TEXT UNDER STUDY »
Frail, vulnerable patients facing end of kidney life require access to a pathway of individualised care and treatment tailored to their needs. Terminal cancer patients, who have a similar symptom burden, have seamless access to specialist palliative and supportive care; however in many renal services, this is largely non-existent or, at best, occurs on an ad-hoc basis. This project is conducting a prospective, mixed-methods evaluation of a novel, transdisciplinary model of clinical care - the Kidney Supportive Care program (KSCp) at Metro North Hospital and Health Service (MNHHS). The KSCp works with specific groups of patients with advanced chronic kidney disease and is centred on shared decision-making with patients and carers, exploration of patients’ values and wishes, and provision of supportive care appropriate to individual symptom burden.

The project is funded by an Australian Centre of Health Service Innovation (AusHSI) Implementation Grant and the CKD.CRE.

View the KSCp presentation recently showcased at our 2017 NHMRC CKD.CRE Forum here.

DATA »
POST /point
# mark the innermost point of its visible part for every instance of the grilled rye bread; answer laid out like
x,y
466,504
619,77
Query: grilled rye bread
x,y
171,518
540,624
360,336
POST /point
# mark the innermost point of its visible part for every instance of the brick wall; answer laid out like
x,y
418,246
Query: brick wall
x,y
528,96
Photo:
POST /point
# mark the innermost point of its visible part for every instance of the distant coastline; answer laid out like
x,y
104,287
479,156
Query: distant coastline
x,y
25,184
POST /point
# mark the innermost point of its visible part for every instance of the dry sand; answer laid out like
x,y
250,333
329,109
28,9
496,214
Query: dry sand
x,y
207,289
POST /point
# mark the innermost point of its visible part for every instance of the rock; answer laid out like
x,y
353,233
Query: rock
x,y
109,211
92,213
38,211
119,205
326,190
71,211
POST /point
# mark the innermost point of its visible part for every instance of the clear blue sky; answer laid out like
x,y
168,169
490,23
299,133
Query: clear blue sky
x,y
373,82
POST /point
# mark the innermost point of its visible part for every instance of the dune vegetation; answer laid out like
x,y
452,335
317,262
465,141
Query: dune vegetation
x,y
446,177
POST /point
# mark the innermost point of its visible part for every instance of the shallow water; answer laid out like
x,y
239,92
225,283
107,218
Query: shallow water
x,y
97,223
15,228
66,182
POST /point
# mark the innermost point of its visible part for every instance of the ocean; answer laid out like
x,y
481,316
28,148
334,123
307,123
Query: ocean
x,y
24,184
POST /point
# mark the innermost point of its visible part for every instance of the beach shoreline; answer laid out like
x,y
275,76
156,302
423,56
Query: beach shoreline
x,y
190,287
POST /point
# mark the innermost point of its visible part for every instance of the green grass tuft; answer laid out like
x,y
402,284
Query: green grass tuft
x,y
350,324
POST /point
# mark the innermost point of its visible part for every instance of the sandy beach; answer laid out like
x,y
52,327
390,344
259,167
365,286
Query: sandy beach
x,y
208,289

WHAT YOU SHOULD DO » Reproduce the passage of the kidney supportive care text that starts at "Frail, vulnerable patients" and ends at "individual symptom burden.", word for word. The data comes from a different source than the text about kidney supportive care.

RESPONSE TO THE EXERCISE »
Frail, vulnerable patients facing end of kidney life require access to a pathway of individualised care and treatment tailored to their needs. Terminal cancer patients, who have a similar symptom burden, have seamless access to specialist palliative and supportive care; however in many renal services, this is largely non-existent or, at best, occurs on an ad-hoc basis. This project is conducting a prospective, mixed-methods evaluation of a novel, transdisciplinary model of clinical care - the Kidney Supportive Care program (KSCp) at Metro North Hospital and Health Service (MNHHS). The KSCp works with specific groups of patients with advanced chronic kidney disease and is centred on shared decision-making with patients and carers, exploration of patients’ values and wishes, and provision of supportive care appropriate to individual symptom burden.